### WORK ORDER 1
In the passage on methylation, why is the promoter region of the hemoglobin gene methylated in most cells? Answer in one to three sentences.
### WORK ORDER 2
Condense the paragraph of the methylation passage that begins "Although all our cells have the same genes" into a short bulleted list that keeps its main facts.
### WORK ORDER 3
In the methylation passage, reproduce everything from "Actual genes are" down to "is turned off.", unchanged.

### EXCERPT TO READ
You can’t throw a DNA sequencer these days without hitting a geneticist who’s found some disease-causing mutation. But mutations-- changes in the protein-encoding sequence of DNA bases--aren’t the only things that can go wrong with a gene. Sometimes a gene with a perfectly normal base sequence doesn’t produce the protein it ought to--and sometimes cancer is the result. Now researchers think they know why such seemingly good genes go bad. The reason is an error in a system called methylation, which normally helps determine whether genes are switched on or off.
Although all our cells have the same genes, they do not all make the same proteins; each type of tissue makes its own distinctive set. Methylation is one of the cell’s ways of turning off DNA it doesn’t need. When a cell first develops in the embryo, and again each time it divides, an enzyme called DNA methyltransferase cruises along the newly formed DNA and adds a chemical cap--a methyl group--at specific sites: sites where the base cytosine (C) is followed by the base guanine (G). For some reason, regions of DNA that are heavily methylated coil up tightly, like an unstretched Slinky. That seems to be how the cell packs away, out of the reach of gene-activating proteins, the large stretches of DNA that aren’t genes at all but ancient, noncoding junk.
Actual genes are blocked in a more direct way: methyl groups bind to the gene’s promoter region, at the beginning of the gene, thus preventing proteins from binding to that region and turning the gene on. Consider as an example the gene for hemoglobin. Every cell has it, but only red blood cells need it. Thus, in all cells except red blood cells, the promoter region of the gene is methylated and the gene is turned off.

### LISTED ENTRIES

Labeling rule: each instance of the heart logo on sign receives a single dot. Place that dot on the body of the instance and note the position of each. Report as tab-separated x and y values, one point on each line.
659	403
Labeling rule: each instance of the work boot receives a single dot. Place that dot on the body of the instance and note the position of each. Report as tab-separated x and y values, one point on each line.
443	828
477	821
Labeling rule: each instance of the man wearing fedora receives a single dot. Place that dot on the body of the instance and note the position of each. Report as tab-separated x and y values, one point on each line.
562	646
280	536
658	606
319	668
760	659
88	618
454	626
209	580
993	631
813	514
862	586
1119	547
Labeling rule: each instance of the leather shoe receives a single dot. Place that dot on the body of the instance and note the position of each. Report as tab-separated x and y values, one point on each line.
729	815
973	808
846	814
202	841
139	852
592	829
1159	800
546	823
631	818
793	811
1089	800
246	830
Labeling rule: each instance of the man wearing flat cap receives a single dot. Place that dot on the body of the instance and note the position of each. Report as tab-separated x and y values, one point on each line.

### RESPONSE 1
Every cell has the hemoglobin gene, but only red blood cells need it. In all other cells, methyl groups bind to the gene's promoter region. This keeps proteins from binding there and turning the gene on, so the gene stays off.

### RESPONSE 2
- All cells have the same genes, but each tissue type makes its own distinctive set of proteins.
- Methylation is one way a cell turns off DNA it doesn't need.
- When a cell first develops in the embryo, and each time it divides, the enzyme DNA methyltransferase adds a methyl group to new DNA wherever cytosine (C) is followed by guanine (G).
- Heavily methylated DNA coils up tightly.
- This appears to be how the cell packs large stretches of noncoding junk DNA out of reach of gene-activating proteins.

### RESPONSE 3
Actual genes are blocked in a more direct way: methyl groups bind to the gene’s promoter region, at the beginning of the gene, thus preventing proteins from binding to that region and turning the gene on. Consider as an example the gene for hemoglobin. Every cell has it, but only red blood cells need it. Thus, in all cells except red blood cells, the promoter region of the gene is methylated and the gene is turned off.